(Brief): From the records below, output exactly the lines running from the line containing "of the woman's" through the line containing "of the long", and no others.

(Source records):
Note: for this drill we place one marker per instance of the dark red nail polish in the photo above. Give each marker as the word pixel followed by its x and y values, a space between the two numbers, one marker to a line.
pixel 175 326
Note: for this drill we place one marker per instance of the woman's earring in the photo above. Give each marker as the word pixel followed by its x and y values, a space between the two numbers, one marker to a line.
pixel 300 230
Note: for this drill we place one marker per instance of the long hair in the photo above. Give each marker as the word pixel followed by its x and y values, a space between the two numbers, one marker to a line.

...

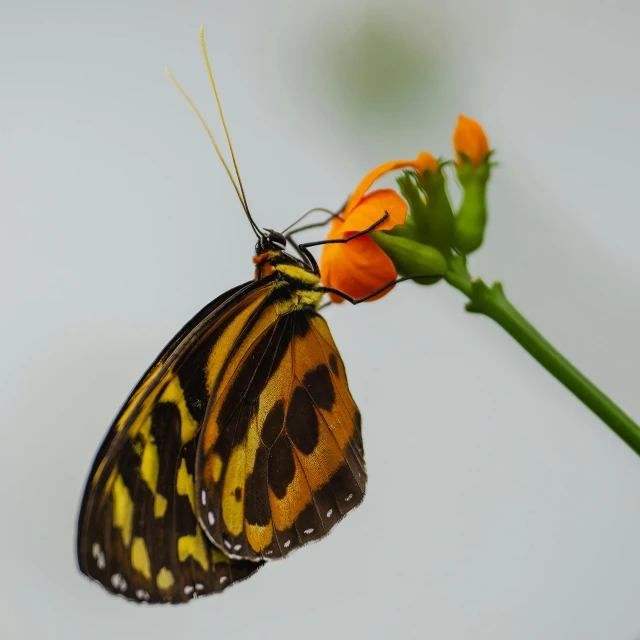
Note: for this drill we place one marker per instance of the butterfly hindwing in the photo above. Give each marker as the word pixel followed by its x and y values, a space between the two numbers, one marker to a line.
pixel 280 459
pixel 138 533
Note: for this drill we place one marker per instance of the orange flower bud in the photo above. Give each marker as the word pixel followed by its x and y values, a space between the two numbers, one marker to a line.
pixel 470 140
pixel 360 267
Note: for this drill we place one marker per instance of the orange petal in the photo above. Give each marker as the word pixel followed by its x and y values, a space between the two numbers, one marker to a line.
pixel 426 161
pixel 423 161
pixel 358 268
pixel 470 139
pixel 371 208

(Result):
Note: for this drill we place one marker per instance of the woman's earring in the photo above. Give each marker as the word pixel followed by its x and y values, a space between the two numbers, one marker to a line.
pixel 300 230
Note: for this drill we place one marker per instance of the long hair in the photo above. Give each marker as the word pixel followed by its x and y values, a space between the two numbers, one marker to a line.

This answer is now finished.